** begin INFORMATION SHOWN **

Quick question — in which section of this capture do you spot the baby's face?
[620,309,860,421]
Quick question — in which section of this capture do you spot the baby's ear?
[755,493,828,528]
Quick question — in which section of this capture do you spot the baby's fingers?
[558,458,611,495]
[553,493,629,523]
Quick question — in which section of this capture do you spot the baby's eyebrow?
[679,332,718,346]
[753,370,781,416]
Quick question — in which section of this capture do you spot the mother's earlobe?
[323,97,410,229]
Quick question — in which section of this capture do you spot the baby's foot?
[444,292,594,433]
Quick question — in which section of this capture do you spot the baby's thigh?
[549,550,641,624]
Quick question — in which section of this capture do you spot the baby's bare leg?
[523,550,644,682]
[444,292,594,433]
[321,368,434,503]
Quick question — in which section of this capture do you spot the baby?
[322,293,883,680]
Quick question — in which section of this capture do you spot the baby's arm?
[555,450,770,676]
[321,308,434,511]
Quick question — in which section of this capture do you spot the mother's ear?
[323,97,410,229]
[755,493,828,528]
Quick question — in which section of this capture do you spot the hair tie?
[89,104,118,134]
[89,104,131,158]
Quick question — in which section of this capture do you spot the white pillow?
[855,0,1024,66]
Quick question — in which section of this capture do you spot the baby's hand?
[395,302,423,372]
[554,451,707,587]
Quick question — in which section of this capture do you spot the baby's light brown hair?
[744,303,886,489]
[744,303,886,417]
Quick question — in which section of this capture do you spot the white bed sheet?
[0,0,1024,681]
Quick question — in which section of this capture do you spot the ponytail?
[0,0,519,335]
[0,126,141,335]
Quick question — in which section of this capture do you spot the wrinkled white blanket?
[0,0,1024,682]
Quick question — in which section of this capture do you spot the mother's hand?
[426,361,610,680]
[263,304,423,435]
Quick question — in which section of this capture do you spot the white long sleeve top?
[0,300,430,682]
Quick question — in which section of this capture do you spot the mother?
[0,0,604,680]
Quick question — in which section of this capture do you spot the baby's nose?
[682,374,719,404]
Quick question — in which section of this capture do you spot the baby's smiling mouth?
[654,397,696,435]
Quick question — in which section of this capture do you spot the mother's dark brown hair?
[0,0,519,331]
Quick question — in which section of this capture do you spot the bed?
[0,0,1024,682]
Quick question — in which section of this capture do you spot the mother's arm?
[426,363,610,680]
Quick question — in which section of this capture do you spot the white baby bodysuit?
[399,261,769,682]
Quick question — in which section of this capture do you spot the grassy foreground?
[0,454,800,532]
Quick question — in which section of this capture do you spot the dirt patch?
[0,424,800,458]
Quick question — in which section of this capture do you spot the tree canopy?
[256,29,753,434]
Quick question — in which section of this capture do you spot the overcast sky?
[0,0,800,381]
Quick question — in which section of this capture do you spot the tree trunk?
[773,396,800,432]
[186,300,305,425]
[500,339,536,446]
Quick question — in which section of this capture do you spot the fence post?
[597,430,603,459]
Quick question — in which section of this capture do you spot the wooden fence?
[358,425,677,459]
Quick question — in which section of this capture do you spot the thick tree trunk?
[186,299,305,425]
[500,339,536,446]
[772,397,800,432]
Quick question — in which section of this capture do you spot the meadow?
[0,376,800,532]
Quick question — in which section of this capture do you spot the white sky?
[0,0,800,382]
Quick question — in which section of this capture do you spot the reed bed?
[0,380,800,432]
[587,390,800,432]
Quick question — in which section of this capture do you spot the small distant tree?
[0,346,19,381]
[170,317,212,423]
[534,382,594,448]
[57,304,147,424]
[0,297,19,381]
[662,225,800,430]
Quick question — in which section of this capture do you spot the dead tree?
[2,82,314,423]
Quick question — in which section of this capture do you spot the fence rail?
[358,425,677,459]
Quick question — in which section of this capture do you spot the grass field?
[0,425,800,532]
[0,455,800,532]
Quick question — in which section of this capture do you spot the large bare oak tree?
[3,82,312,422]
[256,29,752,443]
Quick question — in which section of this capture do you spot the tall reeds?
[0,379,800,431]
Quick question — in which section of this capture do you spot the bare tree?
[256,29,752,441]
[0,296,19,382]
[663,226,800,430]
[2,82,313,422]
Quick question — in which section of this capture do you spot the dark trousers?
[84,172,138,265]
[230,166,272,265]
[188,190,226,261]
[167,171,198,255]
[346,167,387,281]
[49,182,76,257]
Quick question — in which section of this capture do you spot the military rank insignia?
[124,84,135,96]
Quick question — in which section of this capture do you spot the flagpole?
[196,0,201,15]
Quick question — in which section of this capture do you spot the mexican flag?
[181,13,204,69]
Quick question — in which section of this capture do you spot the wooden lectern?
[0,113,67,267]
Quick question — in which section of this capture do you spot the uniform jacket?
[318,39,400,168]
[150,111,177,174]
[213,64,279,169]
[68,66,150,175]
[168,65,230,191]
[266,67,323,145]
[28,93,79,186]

** end INFORMATION SHOWN **

### PROBLEM TO WORK ON
Copy out every one of the lines above, with "capture" changed to "frame" wherever it occurs. Leave everything else the same.

### ANSWER IN FULL
Quick question — in which section of this frame do you spot the baby's face?
[620,309,860,421]
Quick question — in which section of this frame do you spot the baby's ear?
[755,493,828,528]
Quick question — in which section of this frame do you spot the baby's fingers?
[558,458,611,495]
[553,493,629,523]
Quick question — in which section of this frame do you spot the baby's eyebrow?
[679,332,718,346]
[753,370,781,416]
Quick question — in which section of this frame do you spot the mother's earlobe?
[323,97,410,229]
Quick question — in which section of this frame do you spot the baby's foot?
[444,292,594,433]
Quick question — in which section of this frame do you spot the baby's thigh?
[549,550,641,624]
Quick question — in which section of this frame do you spot the baby's bare leg?
[523,550,644,682]
[444,292,594,433]
[321,368,434,503]
Quick question — in which section of this frame do you spot the baby?
[322,293,883,680]
Quick question — in which section of this frame do you spot the baby's arm?
[555,450,770,676]
[321,308,434,511]
Quick question — in which section of this frame do you spot the mother's ear?
[323,97,410,229]
[755,493,828,528]
Quick question — in which section of this frame do you spot the hair tie?
[89,104,118,134]
[89,104,131,158]
Quick question — in which section of this frame do you spot the white pillow?
[855,0,1024,66]
Quick question — in which section of this frame do you spot the baby's hand?
[395,302,423,372]
[554,451,707,587]
Quick question — in which section of this frame do you spot the baby's light brown hair?
[744,303,886,489]
[744,303,886,417]
Quick question — in which section of this frame do you spot the white bed sheet?
[0,0,1024,681]
Quick question — in which section of this frame do you spot the ponytail?
[0,0,519,335]
[0,126,141,335]
Quick question — in which section of this frame do you spot the wrinkled white blanket?
[0,0,1024,682]
Quick question — in which section of this frame do you spot the mother's hand?
[426,361,610,680]
[263,304,423,435]
Quick question — in which section of this frame do you spot the white long sleeve top?
[0,300,430,682]
Quick question — in which section of this frame do you spot the mother?
[0,0,604,680]
Quick question — in which section of this frame do you spot the baby's nose?
[682,374,719,404]
Quick question — in which section of this frame do you spot the baby's smiling mouth?
[654,397,696,435]
Quick question — in which section of this frame do you spot the mother's dark brown hair?
[0,0,519,331]
Quick question — in which section of this frame do you spot the bed?
[0,0,1024,682]
Quick question — in which section of this frame do you spot the mother's arm?
[426,363,610,680]
Quick question — in which section of this frame do you spot the white baby bodysuit?
[399,261,769,682]
Quick question — in which section of this frame do you spot the grassy foreground?
[0,454,800,532]
Quick question — in which section of this frame do you spot the dirt patch?
[0,424,800,458]
Quick question — in which section of this frame do you spot the tree canopy?
[256,29,753,434]
Quick question — in which section of this frame do you spot the overcast sky?
[0,0,800,381]
Quick question — in which section of this frame do you spot the tree trunk?
[773,396,800,432]
[186,300,305,425]
[500,339,536,446]
Quick question — in which section of this frame do you spot the fence post?
[597,430,603,459]
Quick question — in which section of this frame do you spot the wooden fence?
[358,425,677,459]
Quick question — in which section of this frame do you spot the thick tree trunk?
[186,299,305,425]
[500,339,536,446]
[772,397,800,432]
Quick question — in which section of this frame do you spot the meadow?
[0,376,800,532]
Quick question — in which section of this frame do you spot the white sky?
[0,0,800,382]
Quick question — in which section of this frame do you spot the reed bed?
[0,380,800,432]
[587,390,800,432]
Quick question — in which section of this frame do you spot the small distant tree?
[0,346,19,381]
[170,317,212,423]
[534,382,594,448]
[57,304,147,424]
[0,297,19,381]
[662,225,800,430]
Quick question — in which section of this frame do you spot the dead tree?
[2,82,314,423]
Quick question — in which section of this frame do you spot the fence rail?
[358,425,677,459]
Quick question — in which section of this frame do you spot the grass field?
[0,425,800,532]
[0,455,800,532]
Quick question — in which section of this frame do you spot the large bare oak tree?
[3,82,312,422]
[256,29,752,443]
Quick question — in which section of this frame do you spot the tall reeds?
[0,379,800,431]
Quick question — in which section of this frame do you spot the bare tree?
[256,29,752,441]
[0,296,19,382]
[663,226,800,430]
[2,82,313,422]
Quick question — in which section of this frame do you spot the dark trousers?
[84,172,138,265]
[230,166,272,265]
[188,190,226,261]
[167,171,198,255]
[346,167,387,281]
[49,182,76,257]
Quick question — in which section of this frame do you spot the military rank insignia?
[124,84,135,96]
Quick question — in which section of this frame do you spot the flagpole?
[196,0,201,15]
Quick question — in which section of this frame do you spot the mexican flag?
[181,13,204,69]
Quick question — in which section of this frame do you spot the wooden lectern?
[0,113,67,267]
Quick question — in which section of this frame do you spot the uniform jacket?
[318,39,400,168]
[150,111,177,174]
[213,64,279,169]
[68,66,150,175]
[168,65,230,191]
[266,67,323,145]
[28,93,79,186]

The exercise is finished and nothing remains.